=== WHAT YOU NEED TO DO ===
• A. Answer these questions from the text on Falck's ambulance plans:
(i) What kind of patients make up a big proportion of those in Falck's ambulances?
(ii) What do the electrical ambulances use for power generation?
(iii) What can be carried to sites by high-speed drones?
• B. Write out the passage of the text on Falck's ambulance plans from "An additional area" up to and including "it might sound.".

=== TEXT UNDER STUDY ===
# # # #

Falck’s ambulance business is part of a big healthcare system, which is currently faced by a major challenge, namely that the demand for healthcare is going up and the ability to pay for it is going down. To Falck, this translates into a pressing demand to deliver more healthcare for less money in the near future. How do you solve such an equation? To Jakob and his colleagues, the answer lies in finding new, innovative solutions such as treating patients at home instead of bringing them to the hospital. “We realized that a big proportion of the patients in our ambulances are chronic patients. If we could equip some of our ambulances with more diagnostic tools, we could potentially make a diagnosis accurate enough to start and finish treatment in their homes – of course backed up by discussions and calls with physicians. That is good for the patients as they get the right treatment started right away, and we have one trip less to make. That is one example of rethinking how we can do something to reduce the increasing volume.”
With a big fleet of ambulances comes heavy logistics and a lot of transportation, and Falck has recently stepped into the field of electrical ambulances. The benefits are many: Electrical ambulances are equipped with fuel cells for power generation and a methanol-based heating system, making in-ambulance treatment very comfortable for patients. Also, the driveability of electric vehicles is very well-suited for ambulances, plus
they are a more environment-friendly alternative.
An additional area of interest for Falck is moving the ambulances from the ground to the air. Medical equipment, samples, tests and fresh blood can be transported by high-speed drones to the sites where they are needed. Currently, Falck is also looking into the potential of deploying bigger drones that can transport people – both paramedics and patients. A solution that may very well not be as far-fetched as it might sound.
“There is an interesting potential in liberating yourself from having to follow the road network, to skip the
busyness, the heavy traffic, and basically go in a straight line to where you are needed,” says Jakob. “We need solutions that are very robust. It will require some technological developments and some new thinking, but I am convinced that it will be part of the overall future ambulance solution package.”

# # # #

=== ENTRIES PROVIDED ===
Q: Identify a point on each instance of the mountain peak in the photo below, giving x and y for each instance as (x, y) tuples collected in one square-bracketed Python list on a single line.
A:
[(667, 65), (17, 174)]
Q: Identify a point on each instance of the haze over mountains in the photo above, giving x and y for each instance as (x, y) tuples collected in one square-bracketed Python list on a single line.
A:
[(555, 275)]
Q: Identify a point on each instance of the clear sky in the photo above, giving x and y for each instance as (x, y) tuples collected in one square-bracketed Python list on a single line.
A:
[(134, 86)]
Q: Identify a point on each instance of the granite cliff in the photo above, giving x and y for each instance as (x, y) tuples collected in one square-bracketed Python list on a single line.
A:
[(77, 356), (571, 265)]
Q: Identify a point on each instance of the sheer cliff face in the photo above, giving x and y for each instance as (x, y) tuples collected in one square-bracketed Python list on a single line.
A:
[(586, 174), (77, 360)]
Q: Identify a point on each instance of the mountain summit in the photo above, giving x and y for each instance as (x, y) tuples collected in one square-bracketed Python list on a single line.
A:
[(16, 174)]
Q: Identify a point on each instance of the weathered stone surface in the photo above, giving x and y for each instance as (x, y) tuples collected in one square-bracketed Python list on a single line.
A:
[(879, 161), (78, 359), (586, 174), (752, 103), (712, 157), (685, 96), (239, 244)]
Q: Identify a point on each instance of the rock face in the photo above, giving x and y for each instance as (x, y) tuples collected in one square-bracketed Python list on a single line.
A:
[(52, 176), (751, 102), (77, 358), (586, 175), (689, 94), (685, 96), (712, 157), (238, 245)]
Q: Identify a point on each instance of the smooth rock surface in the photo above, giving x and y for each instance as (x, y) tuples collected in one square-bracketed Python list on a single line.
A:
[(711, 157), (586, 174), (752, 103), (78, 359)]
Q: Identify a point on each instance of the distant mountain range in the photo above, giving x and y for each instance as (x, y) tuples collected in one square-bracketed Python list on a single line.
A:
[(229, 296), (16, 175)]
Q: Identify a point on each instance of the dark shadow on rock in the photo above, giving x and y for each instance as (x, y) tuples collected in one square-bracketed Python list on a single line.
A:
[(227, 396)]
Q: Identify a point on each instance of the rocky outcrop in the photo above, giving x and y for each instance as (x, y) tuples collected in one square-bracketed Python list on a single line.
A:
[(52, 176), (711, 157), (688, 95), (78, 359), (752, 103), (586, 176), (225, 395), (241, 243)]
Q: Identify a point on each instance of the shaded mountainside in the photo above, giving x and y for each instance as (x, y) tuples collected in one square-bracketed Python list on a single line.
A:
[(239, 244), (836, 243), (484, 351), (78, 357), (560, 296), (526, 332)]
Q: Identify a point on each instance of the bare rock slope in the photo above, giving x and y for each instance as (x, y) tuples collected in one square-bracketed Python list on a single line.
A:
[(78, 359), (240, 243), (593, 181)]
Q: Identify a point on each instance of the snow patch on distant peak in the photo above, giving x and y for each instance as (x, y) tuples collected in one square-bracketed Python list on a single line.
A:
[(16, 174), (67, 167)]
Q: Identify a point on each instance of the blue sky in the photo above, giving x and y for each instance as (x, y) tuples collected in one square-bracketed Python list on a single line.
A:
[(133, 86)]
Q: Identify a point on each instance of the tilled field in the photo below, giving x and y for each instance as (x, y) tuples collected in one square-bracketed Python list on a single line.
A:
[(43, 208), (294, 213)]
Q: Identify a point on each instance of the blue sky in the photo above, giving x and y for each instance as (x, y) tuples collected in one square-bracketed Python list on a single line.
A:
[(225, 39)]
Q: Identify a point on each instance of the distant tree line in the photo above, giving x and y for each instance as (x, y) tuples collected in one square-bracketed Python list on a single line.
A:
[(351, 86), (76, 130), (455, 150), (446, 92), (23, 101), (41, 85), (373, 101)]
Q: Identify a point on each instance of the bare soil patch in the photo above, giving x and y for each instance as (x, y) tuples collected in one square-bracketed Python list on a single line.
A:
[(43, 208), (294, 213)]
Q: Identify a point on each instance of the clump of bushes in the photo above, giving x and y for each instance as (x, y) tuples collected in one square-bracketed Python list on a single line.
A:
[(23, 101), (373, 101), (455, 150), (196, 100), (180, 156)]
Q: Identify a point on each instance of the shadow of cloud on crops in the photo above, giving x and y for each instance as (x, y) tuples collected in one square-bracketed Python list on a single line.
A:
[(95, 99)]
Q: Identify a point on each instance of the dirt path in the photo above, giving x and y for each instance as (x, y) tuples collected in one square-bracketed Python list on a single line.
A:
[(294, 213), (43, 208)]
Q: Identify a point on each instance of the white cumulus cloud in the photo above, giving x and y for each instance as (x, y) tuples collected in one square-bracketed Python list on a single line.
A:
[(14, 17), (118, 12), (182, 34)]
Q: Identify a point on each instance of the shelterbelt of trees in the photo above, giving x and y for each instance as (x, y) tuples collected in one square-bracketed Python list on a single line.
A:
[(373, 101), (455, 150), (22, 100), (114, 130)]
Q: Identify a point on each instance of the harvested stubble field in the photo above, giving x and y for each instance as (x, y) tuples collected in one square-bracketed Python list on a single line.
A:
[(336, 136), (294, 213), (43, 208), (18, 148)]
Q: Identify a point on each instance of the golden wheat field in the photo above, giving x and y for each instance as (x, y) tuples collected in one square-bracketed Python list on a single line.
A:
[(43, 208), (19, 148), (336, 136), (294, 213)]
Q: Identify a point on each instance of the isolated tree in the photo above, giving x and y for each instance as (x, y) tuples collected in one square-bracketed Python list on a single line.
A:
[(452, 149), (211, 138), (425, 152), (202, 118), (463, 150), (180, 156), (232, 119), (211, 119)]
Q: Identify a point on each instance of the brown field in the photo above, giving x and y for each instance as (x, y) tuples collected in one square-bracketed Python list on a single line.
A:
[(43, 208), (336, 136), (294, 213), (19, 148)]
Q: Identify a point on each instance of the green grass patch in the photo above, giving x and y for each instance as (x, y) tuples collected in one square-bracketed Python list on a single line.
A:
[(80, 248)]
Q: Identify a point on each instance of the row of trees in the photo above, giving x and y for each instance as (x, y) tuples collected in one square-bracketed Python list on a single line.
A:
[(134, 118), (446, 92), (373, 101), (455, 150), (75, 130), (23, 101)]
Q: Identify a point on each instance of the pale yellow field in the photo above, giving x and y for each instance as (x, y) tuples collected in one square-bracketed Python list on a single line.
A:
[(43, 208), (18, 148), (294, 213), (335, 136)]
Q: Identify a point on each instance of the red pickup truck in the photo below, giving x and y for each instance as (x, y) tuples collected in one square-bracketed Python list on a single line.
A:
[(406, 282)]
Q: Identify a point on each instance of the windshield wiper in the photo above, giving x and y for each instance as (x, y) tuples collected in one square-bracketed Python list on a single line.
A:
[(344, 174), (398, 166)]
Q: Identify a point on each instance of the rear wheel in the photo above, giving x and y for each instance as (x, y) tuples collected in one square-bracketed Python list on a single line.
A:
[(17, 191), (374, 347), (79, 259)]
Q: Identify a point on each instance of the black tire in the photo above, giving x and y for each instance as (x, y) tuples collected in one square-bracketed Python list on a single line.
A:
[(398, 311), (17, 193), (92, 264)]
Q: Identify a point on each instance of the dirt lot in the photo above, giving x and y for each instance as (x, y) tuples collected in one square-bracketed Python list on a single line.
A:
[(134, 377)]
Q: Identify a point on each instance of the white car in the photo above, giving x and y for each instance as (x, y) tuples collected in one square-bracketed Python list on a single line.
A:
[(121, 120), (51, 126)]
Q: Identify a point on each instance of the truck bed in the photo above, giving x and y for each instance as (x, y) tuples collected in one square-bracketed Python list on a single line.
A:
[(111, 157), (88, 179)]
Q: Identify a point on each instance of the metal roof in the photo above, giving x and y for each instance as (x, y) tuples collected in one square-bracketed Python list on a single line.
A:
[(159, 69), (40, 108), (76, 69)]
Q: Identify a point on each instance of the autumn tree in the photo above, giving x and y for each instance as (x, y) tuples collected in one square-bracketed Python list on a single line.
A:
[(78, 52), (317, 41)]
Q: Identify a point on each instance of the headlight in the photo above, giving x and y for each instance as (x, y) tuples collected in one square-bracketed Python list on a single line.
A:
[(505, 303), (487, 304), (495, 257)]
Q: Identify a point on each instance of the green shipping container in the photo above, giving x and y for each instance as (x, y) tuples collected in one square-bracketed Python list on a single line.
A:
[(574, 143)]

# # # #

=== SOLUTIONS ===
• A.
(i) Chronic patients.
(ii) Fuel cells.
(iii) Medical equipment, samples, tests and fresh blood.

• B.
An additional area of interest for Falck is moving the ambulances from the ground to the air. Medical equipment, samples, tests and fresh blood can be transported by high-speed drones to the sites where they are needed. Currently, Falck is also looking into the potential of deploying bigger drones that can transport people – both paramedics and patients. A solution that may very well not be as far-fetched as it might sound.